## About this task:
Your task is to restate the data word for word.

## Provided information:

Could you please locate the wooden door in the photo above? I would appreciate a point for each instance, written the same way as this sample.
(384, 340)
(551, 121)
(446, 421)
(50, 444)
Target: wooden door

## Problem solution:
Could you please locate the wooden door in the photo above? I would appreciate a point for each instance, written the same way as this sample.
(384, 340)
(551, 121)
(446, 421)
(50, 444)
Target: wooden door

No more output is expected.